• GIVEN TEXT
*** Begin section ***
I beckon Dan through the crowded party to meet an adorable engaged couple I’m getting to know. After greetings and discussion of how many in the crowd are related to us, the young man stares incredulously, “Wow, that guy right there could be your twin!”
“That’s because he is!” Dan explains with a laugh.
There is something surprising about seeing twins, but to spot them at age 62 is especially strange. I have a pair of identical twins in my family, distant cousins on my father’s side. They fascinated me growing-up. I loved hearing their mom explain how she painted one of their big toe-nails with red polish to tell them apart as infants. Despite my studious attempts to memorize their differences, I was never sure if I was talking to Randy or Andy. Twins get dressed alike, ride the same school bus, play together on the sports teams; we are used to seeing them together and think of them as a unit. Then most adult twins go their separate ways.
Once Dan and Chris went to college, they branched away from keeping their womb-mates as roommates. Before they started dating, my sister-in-law didn’t know the young man who was being so nice to her had a twin. Sometimes the guy flirted with her and others he would hardly give her the time of day. She grew very confused. Had Chris known what was happening, he could have blamed this on his evil twin. How do they deal with the psychology of having people think there are two of them? Dan used to tell people, “I’m the good-looking one,” and since their birthday is Halloween, “Chris was the trick and I was the treat.” Sound like evil twin talk to me!
At birth Dan and Chris were thought to be fraternal twins since there were two placentas, thus nonidentical, and yet to this day not many people can tell them apart. Luckily, my husband’s brother keeps a beard and my man usually shaves, so I teach new people, “A. B. C. –if you see A Beard its Chris.” I recently asked Harvey Kliman, of the Yale University School of Medicine, Reproductive and Placenta Research Unit how these two-placenta twins could be so alike. “It is likely if they look very identical that they are identical twins.” He showed me the pathway by which this probably occurred. Fascinating!
In the end, being married to a twin has given me a few advantages, like catching plot twists in “The Prestige” and “The Man in the Iron Mask.” But there aren’t two of him, despite my “honey-do lists” being long enough for triplets. Even though he grew up as one half of “the boys,” he is as unique and individual as the rest of us non-twins, despite the fact that he shares almost all of his genetic material with someone else. . . lives next door to him. . . sometimes dresses the same. . . works with him every day. . . In the end, how different are we all, really?
Think about this: How might your life be different if you were born an identical twin? If you are a twin, how might it be different if you weren’t?
*** End section ***
(Collected data entries)
*** Begin section ***
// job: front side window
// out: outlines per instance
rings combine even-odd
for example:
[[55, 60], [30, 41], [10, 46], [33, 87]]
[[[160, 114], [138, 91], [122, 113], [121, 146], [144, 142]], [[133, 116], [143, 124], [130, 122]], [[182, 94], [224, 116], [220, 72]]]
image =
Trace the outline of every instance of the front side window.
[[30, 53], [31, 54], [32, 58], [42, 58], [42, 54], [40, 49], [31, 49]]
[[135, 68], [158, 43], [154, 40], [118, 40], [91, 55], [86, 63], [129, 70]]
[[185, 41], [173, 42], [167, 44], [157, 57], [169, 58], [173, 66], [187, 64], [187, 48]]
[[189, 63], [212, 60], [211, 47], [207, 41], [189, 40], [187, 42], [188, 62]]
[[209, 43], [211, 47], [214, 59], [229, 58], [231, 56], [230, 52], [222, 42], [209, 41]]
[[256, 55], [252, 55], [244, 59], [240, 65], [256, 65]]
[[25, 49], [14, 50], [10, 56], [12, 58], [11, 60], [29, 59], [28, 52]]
*** End section ***
• EXERCISES TO COMPLETE
1) In the essay about being married to a twin, why were Dan and Chris thought to be fraternal twins at birth?
2) Copy the essay about being married to a twin word for word, from "There is something" to "their separate ways.".

• EXERCISE RESPONSES
1) There were two placentas.

2)
There is something surprising about seeing twins, but to spot them at age 62 is especially strange. I have a pair of identical twins in my family, distant cousins on my father’s side. They fascinated me growing-up. I loved hearing their mom explain how she painted one of their big toe-nails with red polish to tell them apart as infants. Despite my studious attempts to memorize their differences, I was never sure if I was talking to Randy or Andy. Twins get dressed alike, ride the same school bus, play together on the sports teams; we are used to seeing them together and think of them as a unit. Then most adult twins go their separate ways.